§ AIM: Will you transcribe the entries that follow, exactly and in full?
<<<<
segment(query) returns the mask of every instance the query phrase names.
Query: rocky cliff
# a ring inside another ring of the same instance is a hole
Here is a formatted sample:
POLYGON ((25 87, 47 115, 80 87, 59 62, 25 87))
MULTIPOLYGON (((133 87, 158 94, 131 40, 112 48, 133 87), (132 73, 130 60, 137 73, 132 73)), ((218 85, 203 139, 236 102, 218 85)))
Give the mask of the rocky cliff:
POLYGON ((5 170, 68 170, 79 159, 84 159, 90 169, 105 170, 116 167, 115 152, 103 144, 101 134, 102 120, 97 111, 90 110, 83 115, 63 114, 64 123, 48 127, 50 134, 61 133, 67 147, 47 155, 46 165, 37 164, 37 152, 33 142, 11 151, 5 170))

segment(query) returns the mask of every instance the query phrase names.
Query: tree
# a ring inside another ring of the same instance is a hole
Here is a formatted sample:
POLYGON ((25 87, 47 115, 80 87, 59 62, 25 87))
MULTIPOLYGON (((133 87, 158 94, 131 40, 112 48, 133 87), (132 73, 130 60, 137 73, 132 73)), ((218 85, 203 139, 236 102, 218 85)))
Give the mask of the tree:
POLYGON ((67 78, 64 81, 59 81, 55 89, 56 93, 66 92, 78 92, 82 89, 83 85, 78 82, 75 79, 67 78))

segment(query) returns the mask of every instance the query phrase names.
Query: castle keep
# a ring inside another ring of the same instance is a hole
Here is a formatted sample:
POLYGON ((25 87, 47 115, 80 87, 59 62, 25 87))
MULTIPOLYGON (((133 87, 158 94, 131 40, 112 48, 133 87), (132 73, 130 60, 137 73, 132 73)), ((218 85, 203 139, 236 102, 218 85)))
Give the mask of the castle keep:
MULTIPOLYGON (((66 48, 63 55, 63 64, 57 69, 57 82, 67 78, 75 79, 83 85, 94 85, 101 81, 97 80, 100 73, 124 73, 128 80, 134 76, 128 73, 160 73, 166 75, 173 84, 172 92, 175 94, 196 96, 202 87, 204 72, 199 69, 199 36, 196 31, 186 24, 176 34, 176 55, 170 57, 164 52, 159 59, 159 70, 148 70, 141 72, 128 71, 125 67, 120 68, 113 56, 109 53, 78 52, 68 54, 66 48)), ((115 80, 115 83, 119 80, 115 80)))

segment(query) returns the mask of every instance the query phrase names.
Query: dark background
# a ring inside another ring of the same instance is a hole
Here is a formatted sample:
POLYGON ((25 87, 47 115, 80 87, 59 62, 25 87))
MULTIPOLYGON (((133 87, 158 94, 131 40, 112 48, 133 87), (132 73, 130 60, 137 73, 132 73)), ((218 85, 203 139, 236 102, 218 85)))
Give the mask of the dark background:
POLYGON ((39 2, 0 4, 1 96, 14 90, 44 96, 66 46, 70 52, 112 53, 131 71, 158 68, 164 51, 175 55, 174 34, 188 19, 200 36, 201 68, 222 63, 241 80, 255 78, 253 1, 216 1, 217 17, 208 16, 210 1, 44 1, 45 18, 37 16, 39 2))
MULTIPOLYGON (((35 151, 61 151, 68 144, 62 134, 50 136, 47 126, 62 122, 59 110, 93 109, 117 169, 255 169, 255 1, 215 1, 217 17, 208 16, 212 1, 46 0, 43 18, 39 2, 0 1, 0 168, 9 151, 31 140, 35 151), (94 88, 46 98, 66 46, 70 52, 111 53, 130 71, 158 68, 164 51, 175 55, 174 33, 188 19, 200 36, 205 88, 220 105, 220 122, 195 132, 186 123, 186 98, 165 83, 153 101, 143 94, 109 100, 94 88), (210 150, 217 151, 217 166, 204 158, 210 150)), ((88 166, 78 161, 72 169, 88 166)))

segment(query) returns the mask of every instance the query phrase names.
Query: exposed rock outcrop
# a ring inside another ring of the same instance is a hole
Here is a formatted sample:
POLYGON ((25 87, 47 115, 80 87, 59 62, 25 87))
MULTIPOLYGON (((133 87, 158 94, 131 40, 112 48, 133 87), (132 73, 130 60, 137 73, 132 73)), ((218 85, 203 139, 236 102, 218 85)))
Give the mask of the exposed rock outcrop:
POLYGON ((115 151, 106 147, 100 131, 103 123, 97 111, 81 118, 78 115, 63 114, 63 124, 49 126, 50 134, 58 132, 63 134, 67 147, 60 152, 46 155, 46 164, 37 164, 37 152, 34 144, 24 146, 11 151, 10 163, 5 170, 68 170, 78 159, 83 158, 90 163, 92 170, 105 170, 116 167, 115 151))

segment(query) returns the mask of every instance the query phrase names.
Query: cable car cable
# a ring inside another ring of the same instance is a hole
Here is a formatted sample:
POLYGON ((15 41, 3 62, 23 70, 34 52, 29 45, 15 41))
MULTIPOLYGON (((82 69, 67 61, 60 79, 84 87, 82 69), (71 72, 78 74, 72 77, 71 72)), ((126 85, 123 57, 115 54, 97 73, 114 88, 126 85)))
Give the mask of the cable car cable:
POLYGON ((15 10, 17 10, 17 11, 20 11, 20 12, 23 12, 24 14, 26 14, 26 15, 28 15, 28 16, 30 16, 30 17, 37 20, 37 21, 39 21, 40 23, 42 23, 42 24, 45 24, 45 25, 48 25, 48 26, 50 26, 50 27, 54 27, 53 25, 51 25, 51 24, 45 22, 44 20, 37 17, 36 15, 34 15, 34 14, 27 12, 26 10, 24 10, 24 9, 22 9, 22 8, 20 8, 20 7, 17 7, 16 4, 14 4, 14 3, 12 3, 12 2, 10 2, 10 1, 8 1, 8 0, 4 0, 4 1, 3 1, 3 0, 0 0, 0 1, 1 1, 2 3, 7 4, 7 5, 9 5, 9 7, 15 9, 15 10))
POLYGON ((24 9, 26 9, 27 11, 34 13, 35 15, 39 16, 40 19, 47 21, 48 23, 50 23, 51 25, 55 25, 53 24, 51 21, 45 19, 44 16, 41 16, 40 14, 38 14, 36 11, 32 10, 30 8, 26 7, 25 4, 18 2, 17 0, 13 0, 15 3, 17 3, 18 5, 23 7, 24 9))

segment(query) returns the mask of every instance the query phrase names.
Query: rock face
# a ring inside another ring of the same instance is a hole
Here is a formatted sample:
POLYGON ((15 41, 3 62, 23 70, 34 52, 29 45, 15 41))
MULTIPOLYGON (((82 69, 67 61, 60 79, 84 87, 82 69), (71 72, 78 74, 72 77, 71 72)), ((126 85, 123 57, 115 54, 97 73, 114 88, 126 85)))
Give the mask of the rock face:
>>>>
§ EXPECTED OUTPUT:
segment(query) returns the mask of every instance the query phrase names.
Query: rocky cliff
# a ring inside another ring of the same instance is a hole
Here is a formatted sample:
POLYGON ((25 87, 47 115, 80 87, 59 62, 25 87))
MULTIPOLYGON (((133 87, 158 94, 131 40, 112 48, 133 87), (132 73, 130 60, 137 73, 132 73)), ((218 85, 203 139, 236 102, 218 85)))
Give the mask of the rocky cliff:
POLYGON ((5 170, 68 170, 79 159, 84 159, 90 169, 105 170, 116 167, 115 152, 103 144, 101 134, 102 120, 97 111, 90 110, 83 115, 63 114, 64 123, 48 127, 50 134, 61 133, 67 147, 47 155, 46 165, 37 164, 37 152, 33 142, 11 151, 5 170))

segment(query) returns the mask of every instance the query phrase names.
Query: tree
# a ring inside another ring of the same instance is a hole
Here is a formatted sample:
POLYGON ((25 87, 47 115, 80 87, 59 62, 25 87))
MULTIPOLYGON (((133 87, 158 94, 131 40, 112 48, 133 87), (132 73, 130 60, 137 73, 132 73)), ((218 85, 203 139, 236 102, 218 85)))
Give the mask of the tree:
POLYGON ((67 78, 64 81, 59 81, 55 89, 56 93, 66 92, 78 92, 82 89, 83 85, 78 82, 75 79, 67 78))

segment(query) returns the mask of every instance the query phrase names.
Query: castle keep
# a ring inside another ring of the same instance is a hole
Here is a formatted sample:
POLYGON ((25 87, 47 115, 80 87, 59 62, 25 87))
MULTIPOLYGON (((133 87, 158 94, 131 40, 112 48, 133 87), (132 73, 130 60, 137 73, 132 73)), ((218 85, 203 139, 236 102, 218 85)))
Give the mask of the castle keep:
MULTIPOLYGON (((66 48, 63 55, 63 64, 57 69, 57 82, 67 78, 75 79, 83 85, 94 85, 101 81, 97 80, 100 73, 124 73, 128 80, 134 76, 128 73, 160 73, 166 75, 173 84, 172 92, 175 94, 196 96, 202 87, 204 72, 199 69, 199 36, 196 31, 186 24, 176 34, 176 55, 170 57, 164 52, 159 59, 159 70, 148 70, 141 72, 128 71, 125 67, 120 68, 113 56, 109 53, 78 52, 68 54, 66 48)), ((115 80, 115 83, 119 80, 115 80)))

segment(query) returns the mask of every instance the query phrase names.
Query: dark background
# a ring inside another ring of the same instance is a hole
Here is a formatted sample:
POLYGON ((25 87, 47 115, 80 87, 59 62, 25 87))
MULTIPOLYGON (((133 87, 158 94, 131 40, 112 48, 133 87), (132 73, 130 60, 137 73, 132 73)), ((218 85, 203 139, 236 102, 218 85)))
Give the mask of the dark background:
POLYGON ((39 2, 0 4, 1 96, 14 90, 44 96, 66 46, 70 52, 112 53, 131 71, 158 68, 164 51, 175 55, 174 34, 188 19, 200 36, 201 68, 222 63, 241 80, 255 78, 253 1, 216 1, 217 17, 208 16, 210 1, 44 1, 45 18, 37 16, 39 2))
MULTIPOLYGON (((35 151, 61 151, 68 144, 62 134, 50 136, 47 126, 62 122, 59 110, 93 109, 117 169, 255 169, 255 1, 215 1, 217 17, 208 16, 212 1, 46 0, 43 18, 39 2, 0 1, 0 168, 9 151, 31 140, 35 151), (94 88, 46 98, 66 46, 70 52, 111 53, 130 71, 158 68, 164 51, 175 55, 174 33, 188 19, 200 36, 205 88, 220 105, 220 122, 195 132, 186 123, 186 98, 165 83, 153 101, 143 94, 109 100, 94 88), (210 150, 217 151, 217 166, 204 158, 210 150)), ((88 166, 78 161, 72 169, 88 166)))

segment(query) returns the mask of every instance the query phrase names.
Query: exposed rock outcrop
# a ring inside another ring of the same instance is a hole
Here is a formatted sample:
POLYGON ((25 87, 47 115, 80 87, 59 62, 25 87))
MULTIPOLYGON (((133 87, 158 94, 131 40, 112 48, 133 87), (132 73, 130 60, 137 73, 132 73)), ((218 85, 203 139, 236 102, 218 85)))
Give the mask of the exposed rock outcrop:
POLYGON ((115 151, 106 147, 100 131, 103 123, 97 111, 81 118, 78 115, 63 114, 63 124, 49 126, 50 134, 58 132, 63 134, 67 147, 60 152, 46 155, 46 164, 37 164, 37 152, 34 144, 24 146, 11 151, 10 163, 5 170, 68 170, 78 159, 83 158, 90 163, 92 170, 105 170, 116 167, 115 151))

segment(query) returns the mask of every instance the query phrase names.
Query: cable car cable
# a ring inside another ring of the same instance is a hole
Here is a formatted sample:
POLYGON ((15 41, 3 62, 23 70, 34 52, 29 45, 15 41))
MULTIPOLYGON (((82 69, 67 61, 60 79, 84 87, 82 69), (71 72, 78 74, 72 77, 71 72)), ((126 85, 123 57, 115 54, 97 73, 114 88, 126 85)))
Give the mask of the cable car cable:
POLYGON ((15 10, 17 10, 17 11, 20 11, 20 12, 23 12, 24 14, 26 14, 26 15, 28 15, 28 16, 30 16, 30 17, 37 20, 37 21, 39 21, 40 23, 42 23, 42 24, 45 24, 45 25, 48 25, 48 26, 50 26, 50 27, 54 27, 53 25, 51 25, 51 24, 45 22, 44 20, 37 17, 36 15, 34 15, 34 14, 27 12, 26 10, 24 10, 24 9, 22 9, 22 8, 20 8, 20 7, 17 7, 16 4, 14 4, 14 3, 12 3, 12 2, 10 2, 10 1, 8 1, 8 0, 4 0, 4 1, 3 1, 3 0, 0 0, 0 1, 1 1, 2 3, 7 4, 7 5, 9 5, 9 7, 15 9, 15 10))
POLYGON ((24 9, 26 9, 27 11, 34 13, 35 15, 39 16, 40 19, 47 21, 48 23, 50 23, 51 25, 55 25, 53 24, 51 21, 45 19, 44 16, 41 16, 40 14, 38 14, 36 11, 32 10, 30 8, 26 7, 25 4, 18 2, 17 0, 13 0, 15 3, 17 3, 18 5, 23 7, 24 9))

segment(query) returns the mask of every instance the query phrase names.
Query: rock face
# a ring inside another ring of the same instance is a hole
Here is a formatted sample:
POLYGON ((15 41, 3 62, 23 70, 34 52, 29 45, 15 41))
MULTIPOLYGON (((82 69, 67 61, 60 79, 84 87, 82 69), (71 72, 78 74, 72 77, 71 72)), ((126 85, 123 57, 115 54, 97 73, 114 88, 126 85)))
Give the mask of the rock face:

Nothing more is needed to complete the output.